Stated exercise » Copy the rows starting at the very beginning and ending at the line containing "(1122, 512)", requests included, and adjust every coordinate in the answers by -19. Leave the pictures out.

--- begin Data ---

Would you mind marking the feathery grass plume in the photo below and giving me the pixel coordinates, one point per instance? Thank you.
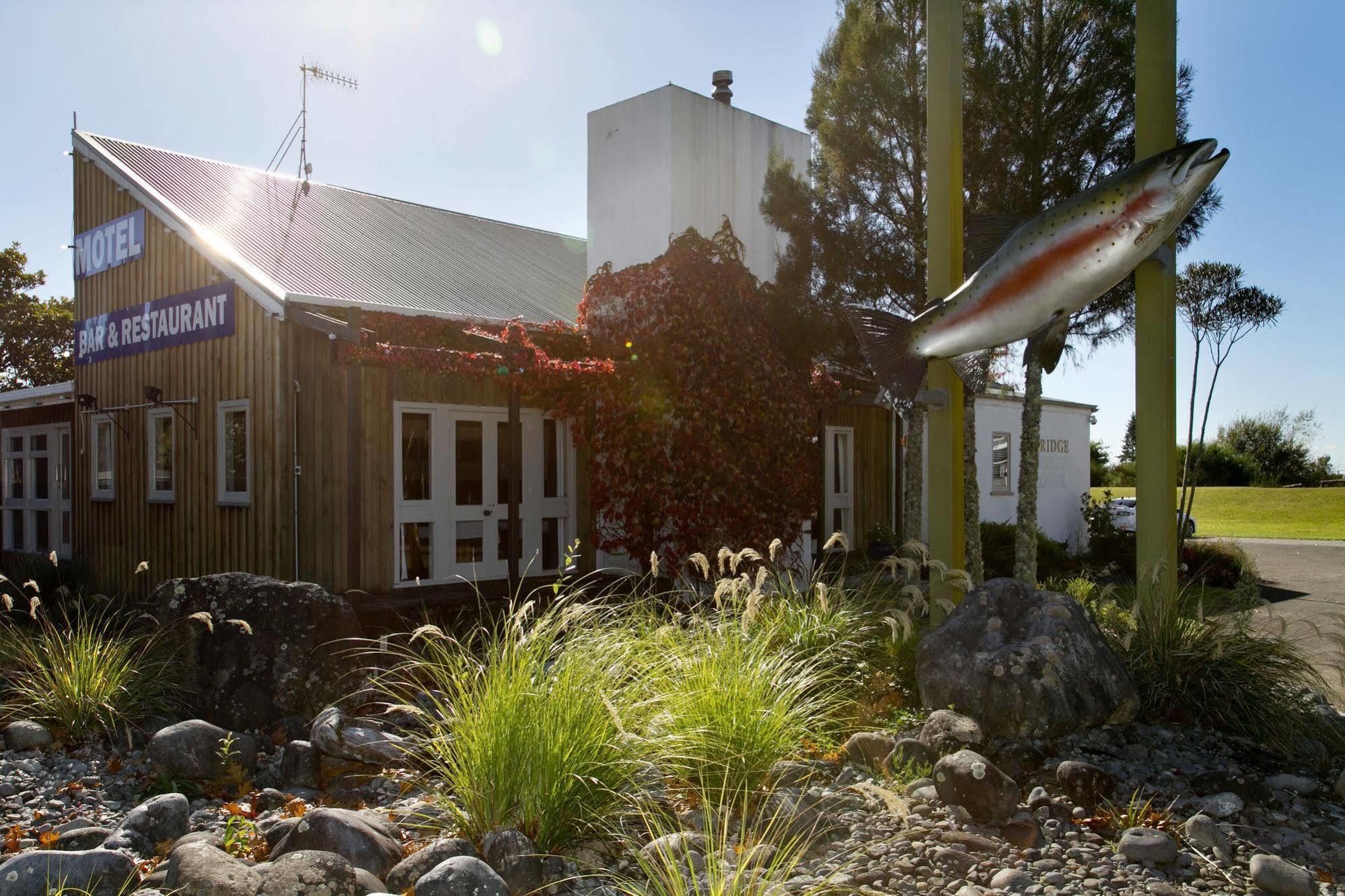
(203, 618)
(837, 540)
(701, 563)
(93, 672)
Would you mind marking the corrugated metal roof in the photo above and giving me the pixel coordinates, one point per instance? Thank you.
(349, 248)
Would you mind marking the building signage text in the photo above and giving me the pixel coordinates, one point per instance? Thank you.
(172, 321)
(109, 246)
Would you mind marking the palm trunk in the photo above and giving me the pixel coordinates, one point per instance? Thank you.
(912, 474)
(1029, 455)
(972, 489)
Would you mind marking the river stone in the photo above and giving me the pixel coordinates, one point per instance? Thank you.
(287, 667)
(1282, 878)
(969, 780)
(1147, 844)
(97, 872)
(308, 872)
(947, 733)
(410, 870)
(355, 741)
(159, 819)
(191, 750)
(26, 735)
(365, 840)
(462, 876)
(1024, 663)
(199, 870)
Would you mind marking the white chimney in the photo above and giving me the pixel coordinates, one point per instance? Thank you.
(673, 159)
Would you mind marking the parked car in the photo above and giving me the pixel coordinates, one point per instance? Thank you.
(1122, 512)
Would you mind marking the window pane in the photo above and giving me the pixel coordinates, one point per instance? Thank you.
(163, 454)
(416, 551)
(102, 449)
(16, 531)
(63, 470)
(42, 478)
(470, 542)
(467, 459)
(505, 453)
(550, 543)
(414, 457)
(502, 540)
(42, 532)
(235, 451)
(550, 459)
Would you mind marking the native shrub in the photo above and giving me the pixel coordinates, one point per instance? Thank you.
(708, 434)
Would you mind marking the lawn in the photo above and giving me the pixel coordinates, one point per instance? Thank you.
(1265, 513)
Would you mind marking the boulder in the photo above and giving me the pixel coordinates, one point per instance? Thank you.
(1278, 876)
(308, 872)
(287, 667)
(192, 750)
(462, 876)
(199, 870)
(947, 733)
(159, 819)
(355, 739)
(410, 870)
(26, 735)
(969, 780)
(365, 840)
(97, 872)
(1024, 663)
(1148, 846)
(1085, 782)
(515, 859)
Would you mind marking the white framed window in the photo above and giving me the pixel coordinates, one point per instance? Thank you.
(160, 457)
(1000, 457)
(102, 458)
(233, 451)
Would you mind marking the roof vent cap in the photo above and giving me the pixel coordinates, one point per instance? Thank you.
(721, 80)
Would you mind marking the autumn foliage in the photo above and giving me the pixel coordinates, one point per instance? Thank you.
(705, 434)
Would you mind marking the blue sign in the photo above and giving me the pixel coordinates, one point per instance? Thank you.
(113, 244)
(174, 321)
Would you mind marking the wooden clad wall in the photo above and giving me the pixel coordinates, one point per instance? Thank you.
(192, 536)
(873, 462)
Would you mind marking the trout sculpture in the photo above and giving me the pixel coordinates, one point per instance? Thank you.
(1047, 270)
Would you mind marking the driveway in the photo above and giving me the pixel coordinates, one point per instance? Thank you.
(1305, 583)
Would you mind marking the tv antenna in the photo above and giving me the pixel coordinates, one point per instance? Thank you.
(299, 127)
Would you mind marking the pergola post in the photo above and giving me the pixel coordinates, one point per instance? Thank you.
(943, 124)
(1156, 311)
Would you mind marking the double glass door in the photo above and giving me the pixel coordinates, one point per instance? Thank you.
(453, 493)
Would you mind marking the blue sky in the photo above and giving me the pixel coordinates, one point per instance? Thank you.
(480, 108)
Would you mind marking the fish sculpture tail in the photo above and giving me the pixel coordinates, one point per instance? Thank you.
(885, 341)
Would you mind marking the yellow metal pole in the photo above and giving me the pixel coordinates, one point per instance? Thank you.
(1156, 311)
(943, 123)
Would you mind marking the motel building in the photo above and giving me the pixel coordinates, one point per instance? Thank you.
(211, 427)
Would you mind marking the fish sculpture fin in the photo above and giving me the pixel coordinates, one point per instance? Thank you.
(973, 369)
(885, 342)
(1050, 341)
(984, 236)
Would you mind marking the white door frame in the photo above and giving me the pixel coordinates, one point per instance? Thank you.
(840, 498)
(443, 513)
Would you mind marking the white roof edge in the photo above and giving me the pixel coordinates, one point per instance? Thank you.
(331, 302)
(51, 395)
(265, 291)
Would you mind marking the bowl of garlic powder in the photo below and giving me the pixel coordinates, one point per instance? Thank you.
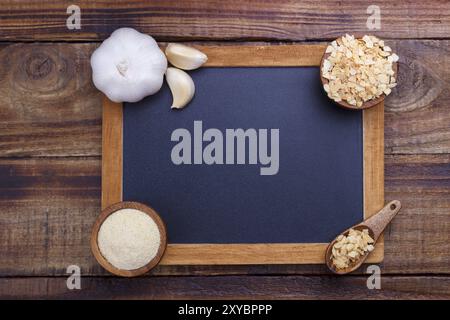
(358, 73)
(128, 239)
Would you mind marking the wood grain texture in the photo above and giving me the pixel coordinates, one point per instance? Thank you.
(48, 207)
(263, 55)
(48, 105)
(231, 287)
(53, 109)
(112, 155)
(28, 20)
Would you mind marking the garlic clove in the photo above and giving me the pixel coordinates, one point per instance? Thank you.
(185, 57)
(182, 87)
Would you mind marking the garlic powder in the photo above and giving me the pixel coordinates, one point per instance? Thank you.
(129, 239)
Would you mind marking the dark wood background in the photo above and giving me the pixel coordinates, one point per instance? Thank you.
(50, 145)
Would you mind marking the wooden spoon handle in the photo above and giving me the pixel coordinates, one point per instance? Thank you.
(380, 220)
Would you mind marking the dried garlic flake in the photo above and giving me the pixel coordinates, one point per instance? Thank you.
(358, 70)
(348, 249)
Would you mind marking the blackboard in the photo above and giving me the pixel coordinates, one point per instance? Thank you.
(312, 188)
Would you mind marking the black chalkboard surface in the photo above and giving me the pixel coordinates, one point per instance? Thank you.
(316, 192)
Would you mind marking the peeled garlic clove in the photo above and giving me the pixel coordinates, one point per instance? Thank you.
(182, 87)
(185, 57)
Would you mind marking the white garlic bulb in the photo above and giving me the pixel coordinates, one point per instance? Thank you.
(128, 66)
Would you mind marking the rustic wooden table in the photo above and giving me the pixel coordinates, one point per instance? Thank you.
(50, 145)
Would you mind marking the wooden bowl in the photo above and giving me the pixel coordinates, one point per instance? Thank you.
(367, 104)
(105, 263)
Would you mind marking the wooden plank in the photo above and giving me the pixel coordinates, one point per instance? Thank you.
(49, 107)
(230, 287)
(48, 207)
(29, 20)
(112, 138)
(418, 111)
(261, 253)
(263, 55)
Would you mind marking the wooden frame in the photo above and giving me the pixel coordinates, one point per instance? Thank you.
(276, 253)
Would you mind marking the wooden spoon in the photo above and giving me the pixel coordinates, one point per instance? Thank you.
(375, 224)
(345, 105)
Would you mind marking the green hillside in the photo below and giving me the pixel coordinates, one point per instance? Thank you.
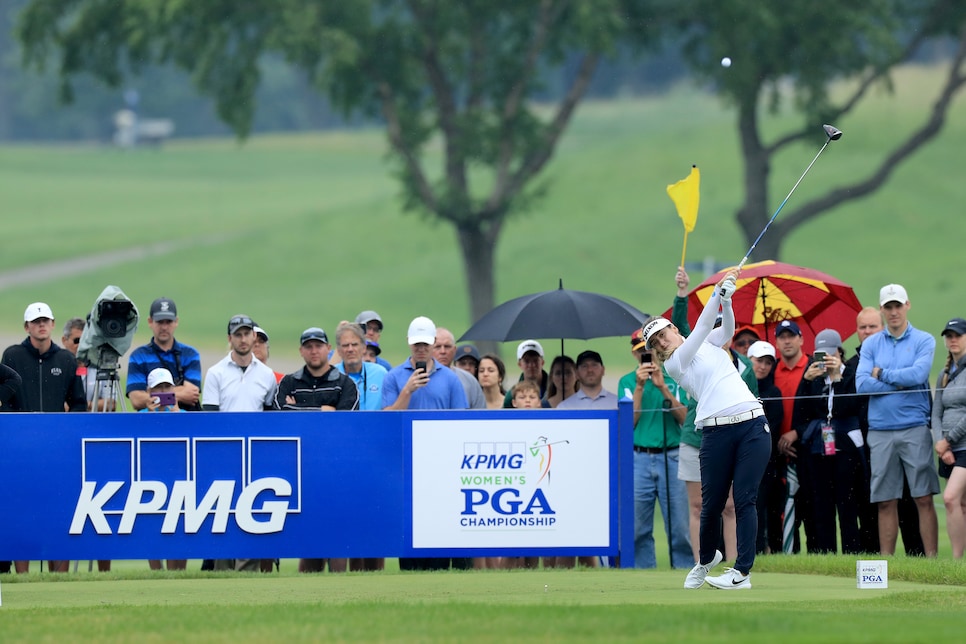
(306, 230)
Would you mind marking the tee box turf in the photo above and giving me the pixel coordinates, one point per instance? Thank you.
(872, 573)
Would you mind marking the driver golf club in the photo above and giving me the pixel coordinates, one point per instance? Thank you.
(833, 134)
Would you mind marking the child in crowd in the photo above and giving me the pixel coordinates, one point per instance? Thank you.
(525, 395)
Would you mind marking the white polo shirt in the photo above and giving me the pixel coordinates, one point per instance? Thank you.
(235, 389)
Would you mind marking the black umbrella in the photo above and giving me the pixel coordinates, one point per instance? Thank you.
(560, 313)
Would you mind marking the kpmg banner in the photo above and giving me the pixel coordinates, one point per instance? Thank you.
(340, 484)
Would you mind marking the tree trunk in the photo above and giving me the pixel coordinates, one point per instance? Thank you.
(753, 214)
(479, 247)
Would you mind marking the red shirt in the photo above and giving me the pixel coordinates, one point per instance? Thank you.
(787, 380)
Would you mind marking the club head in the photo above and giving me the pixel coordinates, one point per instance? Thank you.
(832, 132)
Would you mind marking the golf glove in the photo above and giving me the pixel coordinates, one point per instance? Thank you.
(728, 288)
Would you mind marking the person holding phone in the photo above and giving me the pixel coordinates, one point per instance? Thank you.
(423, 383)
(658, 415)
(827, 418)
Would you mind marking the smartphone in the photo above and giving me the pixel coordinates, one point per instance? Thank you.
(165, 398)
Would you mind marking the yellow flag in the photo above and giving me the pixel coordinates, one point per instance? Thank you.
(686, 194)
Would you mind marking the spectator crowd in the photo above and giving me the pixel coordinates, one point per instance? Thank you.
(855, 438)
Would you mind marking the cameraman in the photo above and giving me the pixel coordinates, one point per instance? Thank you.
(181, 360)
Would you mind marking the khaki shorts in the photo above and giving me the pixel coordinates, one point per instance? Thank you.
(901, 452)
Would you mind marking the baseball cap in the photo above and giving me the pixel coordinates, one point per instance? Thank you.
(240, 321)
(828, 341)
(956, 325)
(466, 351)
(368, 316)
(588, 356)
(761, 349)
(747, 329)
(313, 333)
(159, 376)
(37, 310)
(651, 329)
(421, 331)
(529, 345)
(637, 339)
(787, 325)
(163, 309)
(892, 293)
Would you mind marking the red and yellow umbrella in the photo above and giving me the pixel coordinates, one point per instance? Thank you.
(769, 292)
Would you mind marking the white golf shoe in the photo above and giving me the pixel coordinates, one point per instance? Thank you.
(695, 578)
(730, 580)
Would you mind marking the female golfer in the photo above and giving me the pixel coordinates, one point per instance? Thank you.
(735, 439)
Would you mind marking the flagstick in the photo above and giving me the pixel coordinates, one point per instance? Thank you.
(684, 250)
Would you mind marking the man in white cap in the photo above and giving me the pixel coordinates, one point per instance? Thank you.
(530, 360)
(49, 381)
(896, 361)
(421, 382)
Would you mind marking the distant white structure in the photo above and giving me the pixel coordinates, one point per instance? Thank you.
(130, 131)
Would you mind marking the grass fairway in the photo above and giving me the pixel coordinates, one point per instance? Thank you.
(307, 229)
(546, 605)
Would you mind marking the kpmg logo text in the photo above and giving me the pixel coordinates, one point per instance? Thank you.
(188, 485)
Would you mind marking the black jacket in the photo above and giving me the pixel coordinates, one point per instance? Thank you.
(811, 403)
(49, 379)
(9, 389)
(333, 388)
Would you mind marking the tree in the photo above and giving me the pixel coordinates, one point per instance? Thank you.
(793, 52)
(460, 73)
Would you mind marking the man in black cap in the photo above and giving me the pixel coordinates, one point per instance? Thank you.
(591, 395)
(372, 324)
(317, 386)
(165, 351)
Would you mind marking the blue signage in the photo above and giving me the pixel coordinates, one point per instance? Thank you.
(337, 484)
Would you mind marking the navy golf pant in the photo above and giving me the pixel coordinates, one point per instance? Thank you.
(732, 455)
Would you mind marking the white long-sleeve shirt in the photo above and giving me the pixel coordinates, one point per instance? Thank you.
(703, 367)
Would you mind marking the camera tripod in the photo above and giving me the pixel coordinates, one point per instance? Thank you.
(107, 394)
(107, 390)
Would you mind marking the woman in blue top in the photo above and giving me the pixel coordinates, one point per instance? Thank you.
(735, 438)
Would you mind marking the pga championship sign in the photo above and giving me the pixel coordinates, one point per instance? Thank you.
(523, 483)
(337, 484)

--- end Data ---

Task output »
Would you mind marking the feathery grass plume in the photo below and giving me the pixel coordinates, one point per instance? Thank you.
(184, 599)
(818, 521)
(682, 544)
(74, 653)
Would you mind marking the corrugated metal roof in the photo above and giving me the pixel coordinates, one point per instance? Thank you.
(330, 229)
Would you mind marking the building signage text in the photo above and giving me the pixel coordinates, one point per instance? Thank you.
(153, 302)
(90, 227)
Would you mind marking the palm trunk in the photo above and giving me the pixel coordinates, one point per instance? Thank you.
(893, 455)
(1010, 436)
(953, 470)
Would you mind marking the river stone in the photo above and giving me the pixel coordinates, one point per instance? Thank you.
(268, 648)
(1263, 859)
(950, 761)
(1128, 825)
(78, 853)
(289, 853)
(928, 714)
(391, 851)
(336, 722)
(140, 800)
(172, 731)
(7, 716)
(346, 821)
(443, 857)
(1005, 644)
(180, 851)
Would you mind marking the white chimney in the photo above and giving me the pixel coordinates, one point per instance? Thank you.
(654, 140)
Would you mind marking the parked car in the photo above and giving me the pixel coordinates, one point per instance? Thank you.
(1103, 493)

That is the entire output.